Bassett v. Attebery

Decision Date24 April 1986
Citation225 Cal.Rptr. 399,180 Cal.App.3d 288
CourtCalifornia Court of Appeals Court of Appeals
Parties, 111 Lab.Cas. P 11,069 Stephen L. BASSETT, Plaintiff and Appellant, v. Larry ATTEBERY, Defendant and Respondent. Stephen L. BASSETT, Petitioner, v. SUPERIOR COURT of the State of California for the County of Los Angeles, Respondent, METROMEDIA, INC., Real Party in Interest. Civ. B013237, Civ. B015402.

Mathews & Evans and William D. Evans, Los Angeles, for plaintiff and appellant Stephen E. Bassett.

Gibson, Dunn & Crutcher, Rex S. Heinke and Michelle Patterson, Los Angeles, for defendant and respondent Larry Attebery and real party in interest Metromedia, Inc.

EAGLESON, Associate Justice.

In this case, we hold that the National Labor Relations Board (NLRB) has exclusive jurisdiction over a wrongful discharge claim filed in state court, alleging federal labor law violations.

Bassett sued Attebery and Metromedia. The trial court granted summary judgment in favor of Attebery. In the same minute order, the court granted a Motion for Summary Adjudication of Issues in favor of Metromedia. Bassett appeals from these two rulings. We affirm. 1

PROCEDURAL HISTORY

Bassett is a former executive producer of television news at Channel 11 in Los Angeles (KTTV). 2 His verified first amended complaint against Metromedia, his corporate employer, and Attebery, his former supervisor, sounded in four counts: (1) breach of the terms of an oral contract of employment against both defendants; (2) intentional interference with a prospective business advantage against defendant Attebery only; (3) breach of the covenant of good faith and fair dealing as to both defendants; and (4) wrongful discharge in violation of public policy as to both defendants.

The court sustained without leave to amend Attebery's demurrer to Bassett's claims of intentional interference with prospective business advantage (Count 2) and breach of the covenant of good faith and fair dealing (Count 3). Also, Attebery's and Metromedia's motion to strike certain portions of the complaint was granted. Bassett has not sought review of any of these rulings.

Defendants thereafter jointly moved for summary judgment against plaintiff's remaining claims: breach of oral contract against Metromedia and Attebery (Count 1); breach of the covenant of good faith and fair dealing against Metromedia alone (Count 3); and wrongful discharge in violation of public policy against both Metromedia and Attebery (Count 4).

The summary judgment motion was made on the following grounds: (1) Attebery could not be liable for breach of the alleged oral agreement because he was never a party to any such contract between plaintiff and Metromedia; and (2) Bassett's wrongful termination claims against Metromedia and Attebery were based upon alleged federal labor law violations and were therefore preempted by federal law entrusting the NLRB with exclusive jurisdiction of such claims.

REQUEST A: List the four counts of Bassett's verified first amended complaint as described in the Bassett v. Attebery opinion.

ITEMS:
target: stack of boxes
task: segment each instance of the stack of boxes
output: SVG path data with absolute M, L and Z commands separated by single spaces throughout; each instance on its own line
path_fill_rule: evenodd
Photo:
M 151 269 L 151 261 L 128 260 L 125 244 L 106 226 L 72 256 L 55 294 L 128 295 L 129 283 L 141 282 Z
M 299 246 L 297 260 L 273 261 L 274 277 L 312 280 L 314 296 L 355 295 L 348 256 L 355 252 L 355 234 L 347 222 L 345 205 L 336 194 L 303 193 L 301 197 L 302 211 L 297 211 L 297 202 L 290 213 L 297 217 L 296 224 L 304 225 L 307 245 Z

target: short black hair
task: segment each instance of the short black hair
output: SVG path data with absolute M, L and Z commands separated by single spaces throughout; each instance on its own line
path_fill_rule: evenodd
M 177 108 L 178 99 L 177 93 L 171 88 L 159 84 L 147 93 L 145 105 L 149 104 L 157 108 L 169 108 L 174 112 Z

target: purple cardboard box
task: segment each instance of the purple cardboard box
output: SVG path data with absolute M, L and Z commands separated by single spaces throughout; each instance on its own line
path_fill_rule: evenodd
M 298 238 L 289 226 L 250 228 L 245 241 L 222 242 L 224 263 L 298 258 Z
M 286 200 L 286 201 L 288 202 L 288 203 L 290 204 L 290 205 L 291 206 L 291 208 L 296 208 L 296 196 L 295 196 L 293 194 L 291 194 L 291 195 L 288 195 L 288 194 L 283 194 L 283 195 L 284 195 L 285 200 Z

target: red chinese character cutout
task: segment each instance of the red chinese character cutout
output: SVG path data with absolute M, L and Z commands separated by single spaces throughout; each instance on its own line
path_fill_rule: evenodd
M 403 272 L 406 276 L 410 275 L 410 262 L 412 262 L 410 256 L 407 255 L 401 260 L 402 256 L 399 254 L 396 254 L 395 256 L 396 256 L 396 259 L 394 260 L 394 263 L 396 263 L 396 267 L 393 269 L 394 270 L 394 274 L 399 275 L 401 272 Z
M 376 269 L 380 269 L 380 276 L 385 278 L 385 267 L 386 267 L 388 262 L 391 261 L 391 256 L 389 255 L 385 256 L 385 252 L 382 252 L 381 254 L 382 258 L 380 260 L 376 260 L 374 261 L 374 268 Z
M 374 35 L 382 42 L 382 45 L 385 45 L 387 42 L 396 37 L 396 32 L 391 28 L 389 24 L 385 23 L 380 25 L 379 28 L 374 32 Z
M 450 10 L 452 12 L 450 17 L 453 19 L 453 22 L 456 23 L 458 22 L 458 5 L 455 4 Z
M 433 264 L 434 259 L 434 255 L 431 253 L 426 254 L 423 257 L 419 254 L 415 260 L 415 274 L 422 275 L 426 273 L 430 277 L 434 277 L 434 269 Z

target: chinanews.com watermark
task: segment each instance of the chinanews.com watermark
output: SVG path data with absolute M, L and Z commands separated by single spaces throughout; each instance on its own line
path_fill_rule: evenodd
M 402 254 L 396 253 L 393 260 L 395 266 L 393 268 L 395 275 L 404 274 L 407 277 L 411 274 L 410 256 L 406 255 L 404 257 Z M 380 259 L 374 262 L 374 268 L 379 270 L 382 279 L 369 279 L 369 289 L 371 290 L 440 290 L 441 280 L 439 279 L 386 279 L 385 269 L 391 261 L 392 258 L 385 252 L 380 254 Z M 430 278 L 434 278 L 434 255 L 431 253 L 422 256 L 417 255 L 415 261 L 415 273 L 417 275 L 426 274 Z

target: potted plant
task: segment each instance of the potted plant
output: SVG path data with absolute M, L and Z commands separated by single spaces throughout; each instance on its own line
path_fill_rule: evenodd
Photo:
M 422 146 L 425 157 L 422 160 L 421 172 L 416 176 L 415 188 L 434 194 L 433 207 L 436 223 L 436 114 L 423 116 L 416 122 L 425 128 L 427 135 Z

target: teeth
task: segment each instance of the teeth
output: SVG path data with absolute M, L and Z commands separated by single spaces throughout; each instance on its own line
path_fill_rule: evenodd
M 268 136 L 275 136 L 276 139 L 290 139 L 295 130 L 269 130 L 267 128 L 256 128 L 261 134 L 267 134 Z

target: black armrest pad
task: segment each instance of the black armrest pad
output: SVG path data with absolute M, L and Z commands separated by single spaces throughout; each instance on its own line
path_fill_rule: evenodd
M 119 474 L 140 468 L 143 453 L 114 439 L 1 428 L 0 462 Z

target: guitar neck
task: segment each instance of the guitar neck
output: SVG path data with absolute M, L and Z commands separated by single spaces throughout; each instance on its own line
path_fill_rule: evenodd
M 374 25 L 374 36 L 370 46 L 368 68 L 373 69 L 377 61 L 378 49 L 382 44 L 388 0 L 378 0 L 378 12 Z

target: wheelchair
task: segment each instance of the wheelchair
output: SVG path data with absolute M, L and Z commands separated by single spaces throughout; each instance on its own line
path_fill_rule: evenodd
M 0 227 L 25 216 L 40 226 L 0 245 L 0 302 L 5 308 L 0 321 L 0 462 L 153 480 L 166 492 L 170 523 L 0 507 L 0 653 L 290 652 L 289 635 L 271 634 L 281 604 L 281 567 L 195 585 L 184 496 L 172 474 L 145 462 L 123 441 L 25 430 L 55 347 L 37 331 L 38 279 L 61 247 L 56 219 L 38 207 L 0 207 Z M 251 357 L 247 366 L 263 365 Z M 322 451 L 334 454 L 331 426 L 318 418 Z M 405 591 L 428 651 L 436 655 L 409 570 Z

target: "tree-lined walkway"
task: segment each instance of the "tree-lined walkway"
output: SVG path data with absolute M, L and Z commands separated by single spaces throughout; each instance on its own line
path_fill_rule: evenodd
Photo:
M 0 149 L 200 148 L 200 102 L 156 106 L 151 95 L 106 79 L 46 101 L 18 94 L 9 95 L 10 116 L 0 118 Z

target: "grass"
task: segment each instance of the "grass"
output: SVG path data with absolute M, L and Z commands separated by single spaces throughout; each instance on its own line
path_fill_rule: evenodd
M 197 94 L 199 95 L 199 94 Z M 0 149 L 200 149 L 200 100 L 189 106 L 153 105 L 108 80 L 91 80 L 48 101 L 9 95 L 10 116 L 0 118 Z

REQUEST B: Convert lines of the listing into a numbered list, leaving out any blank lines. Begin at the line that has "target: purple cardboard box" and stop after the line that has "M 286 200 L", including both of those lines.

EXPECTED ANSWER A:
1. Breach of the terms of an oral contract of employment against both defendants
2. Intentional interference with a prospective business advantage against defendant Attebery only
3. Breach of the covenant of good faith and fair dealing as to both defendants
4. Wrongful discharge in violation of public policy as to both defendants

EXPECTED ANSWER B:
1. target: purple cardboard box
2. task: segment each instance of the purple cardboard box
3. output: SVG path data with absolute M, L and Z commands separated by single spaces throughout; each instance on its own line
4. path_fill_rule: evenodd
5. M 298 238 L 289 226 L 250 228 L 245 241 L 222 242 L 224 263 L 298 258 Z
6. M 286 200 L 286 201 L 288 202 L 288 203 L 290 204 L 290 205 L 291 206 L 291 208 L 296 208 L 296 196 L 295 196 L 293 194 L 291 194 L 291 195 L 288 195 L 288 194 L 283 194 L 283 195 L 284 195 L 285 200 Z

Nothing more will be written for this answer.